#### [Texto del ejercicio]
——
Ciertamente, no podemos suponer que la pandemia no significaría algún tipo de agravamiento sanitario, pero se trata de ser claros respecto a tres grandes cuestiones. En primer lugar, falló la antelación a un escenario pandémico. La fortaleza de un sistema sanitario consiste también en su preparación para las catástrofes y emergencias. Una pandemia no es una invasión alienígena; es un escenario incierto pero previsible, y como tal fue advertido por nada menos que la OMS ya en 2015, de manera pública. En segundo lugar, una cosa es relegar las consultas por cuestiones menores y otra es pasar por alto la atención de las insuficiencias renales, cardíacas, y demás, por meses. Por último, se trata de transparentar estos y otros errores para aprender de ellos. Más allá de responsabilidades en la dirección de la política sanitaria, se trata de poder enriquecernos de la experiencia, aunque sea doloroso.
Es indiscutible que ciertas medidas de interdicción y hasta de aislamiento son necesarias en una pandemia, pero mantener por un año a personas mayores encerradas en un departamento o un geriátrico afecta su salud motriz, emocional, e inmunológica de manera demasiado costosa. Así como la falta de ingresos en amplios sectores sociales vulnerables agrava uno de los mayores factores de enfermedad: la pobreza.
No decimos que hubo o haya una solución fácil a situaciones dilemáticas más que problemáticas, que requieren de tomar decisiones operativas. De inicio hemos señalado que una pandemia es un fenómeno sumamente complejo que abarca dimensiones sociales y económicas, no sólo epidemiológicas, y que también afectan a la salud de las personas, y que como tal requiere de un “tablero de comando” que concentre decisiones maestras a partir de un amplio concurso de especialistas.
——
#### [Información]
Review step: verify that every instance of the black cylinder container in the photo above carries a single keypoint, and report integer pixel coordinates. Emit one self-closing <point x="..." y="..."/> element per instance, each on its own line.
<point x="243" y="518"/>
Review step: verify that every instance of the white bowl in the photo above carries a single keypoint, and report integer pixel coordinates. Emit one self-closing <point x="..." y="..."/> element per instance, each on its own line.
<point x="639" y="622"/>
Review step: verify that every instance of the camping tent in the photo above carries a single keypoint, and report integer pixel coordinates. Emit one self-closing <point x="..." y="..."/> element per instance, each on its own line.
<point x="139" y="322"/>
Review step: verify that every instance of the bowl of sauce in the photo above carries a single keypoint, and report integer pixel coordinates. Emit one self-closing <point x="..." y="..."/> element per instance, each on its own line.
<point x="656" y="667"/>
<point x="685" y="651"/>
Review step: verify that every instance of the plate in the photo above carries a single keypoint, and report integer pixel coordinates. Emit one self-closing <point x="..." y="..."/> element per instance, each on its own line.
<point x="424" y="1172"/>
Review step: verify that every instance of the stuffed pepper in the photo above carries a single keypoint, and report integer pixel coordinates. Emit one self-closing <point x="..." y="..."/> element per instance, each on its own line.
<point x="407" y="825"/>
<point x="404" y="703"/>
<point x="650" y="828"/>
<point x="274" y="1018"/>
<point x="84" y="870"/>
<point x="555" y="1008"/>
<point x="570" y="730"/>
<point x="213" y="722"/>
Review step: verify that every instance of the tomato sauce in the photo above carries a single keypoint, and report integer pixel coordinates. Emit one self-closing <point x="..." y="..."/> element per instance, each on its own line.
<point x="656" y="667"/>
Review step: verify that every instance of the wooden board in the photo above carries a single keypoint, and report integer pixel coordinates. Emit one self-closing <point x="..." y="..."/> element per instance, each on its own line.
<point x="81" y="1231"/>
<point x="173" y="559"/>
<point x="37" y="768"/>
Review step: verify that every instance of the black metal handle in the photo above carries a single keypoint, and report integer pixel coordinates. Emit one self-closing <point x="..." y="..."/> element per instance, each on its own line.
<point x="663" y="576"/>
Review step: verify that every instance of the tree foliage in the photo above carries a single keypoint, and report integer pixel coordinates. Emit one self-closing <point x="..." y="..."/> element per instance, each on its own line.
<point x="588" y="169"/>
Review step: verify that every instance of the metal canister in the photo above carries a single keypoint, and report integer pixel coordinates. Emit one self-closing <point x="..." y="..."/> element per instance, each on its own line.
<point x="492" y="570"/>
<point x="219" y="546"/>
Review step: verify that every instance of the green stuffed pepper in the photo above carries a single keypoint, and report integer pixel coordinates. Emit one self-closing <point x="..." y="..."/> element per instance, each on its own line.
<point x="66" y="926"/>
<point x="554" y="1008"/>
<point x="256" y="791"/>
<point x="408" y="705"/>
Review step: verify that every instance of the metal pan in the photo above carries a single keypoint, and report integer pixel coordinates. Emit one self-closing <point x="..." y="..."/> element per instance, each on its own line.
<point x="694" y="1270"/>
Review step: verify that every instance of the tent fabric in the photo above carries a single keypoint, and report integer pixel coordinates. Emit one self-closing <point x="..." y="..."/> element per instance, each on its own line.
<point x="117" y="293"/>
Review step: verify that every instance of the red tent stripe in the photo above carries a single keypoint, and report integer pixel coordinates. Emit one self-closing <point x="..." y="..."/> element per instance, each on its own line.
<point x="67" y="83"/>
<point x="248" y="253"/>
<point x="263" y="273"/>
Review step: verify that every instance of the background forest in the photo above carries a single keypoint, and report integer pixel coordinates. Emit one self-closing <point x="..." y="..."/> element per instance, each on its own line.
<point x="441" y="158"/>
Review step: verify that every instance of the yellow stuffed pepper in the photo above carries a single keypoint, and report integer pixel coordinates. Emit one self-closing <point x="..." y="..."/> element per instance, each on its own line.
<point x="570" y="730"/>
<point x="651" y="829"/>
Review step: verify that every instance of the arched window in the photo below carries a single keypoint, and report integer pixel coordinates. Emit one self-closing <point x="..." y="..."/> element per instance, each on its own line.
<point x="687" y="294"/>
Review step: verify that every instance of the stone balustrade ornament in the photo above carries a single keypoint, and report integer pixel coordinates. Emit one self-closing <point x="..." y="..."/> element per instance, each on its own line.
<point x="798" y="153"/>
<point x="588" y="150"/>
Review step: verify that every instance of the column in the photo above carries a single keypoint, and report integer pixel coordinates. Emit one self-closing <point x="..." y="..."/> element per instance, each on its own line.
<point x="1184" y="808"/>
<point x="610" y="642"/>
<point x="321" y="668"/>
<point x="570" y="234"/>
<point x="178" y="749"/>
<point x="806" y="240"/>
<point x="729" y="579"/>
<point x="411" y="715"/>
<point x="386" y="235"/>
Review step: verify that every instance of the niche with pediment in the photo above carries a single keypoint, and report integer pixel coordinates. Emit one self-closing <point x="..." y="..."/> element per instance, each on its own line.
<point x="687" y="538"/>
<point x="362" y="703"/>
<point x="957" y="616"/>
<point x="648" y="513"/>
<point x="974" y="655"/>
——
#### [Problemas por resolver]
**A.** ¿Qué organismo, según el texto sobre la pandemia, advirtió públicamente en 2015 sobre un escenario pandémico?
**B.** Escribe la continuación del texto sobre la pandemia a partir de su última oración.

#### [Respuestas del ejercicio]
**A.** La OMS.

**B.**
Hoy, se trata de reconocer las falencias (así como las fortalezas), para mejorar tanto la atención a la continuidad de la pandemia (que entró en otra fase, aproximándose a la endemia, pero no terminó) así como a los múltiples efectos primarios y secundarios acumulados de estos dos últimos años. También es fundamental aprovechar la experiencia frente a eventuales situaciones semejantes, como una pandemia de alcance similar, a otras endemias o amenazas crónicas como el Dengue o el Chagas, por ejemplo. Y todo esto realizarlo sin omitir una labor indispensable para la elaboración de una estrategia operativa, como es la que debería llevar adelante una Agencia de Registro Contable (hasta hoy inexistente).
Se impone un replanteo sanitario, oportuno y necesario ante riesgos vigentes que exige una racionalidad responsable. A la realidad no se la enfrenta con relatos ni versiones sino con propuestas innovadoras a partir de comprender (y no simplemente conocer) la complejidad para contener el miedo al futuro y potenciar energías trasformadoras.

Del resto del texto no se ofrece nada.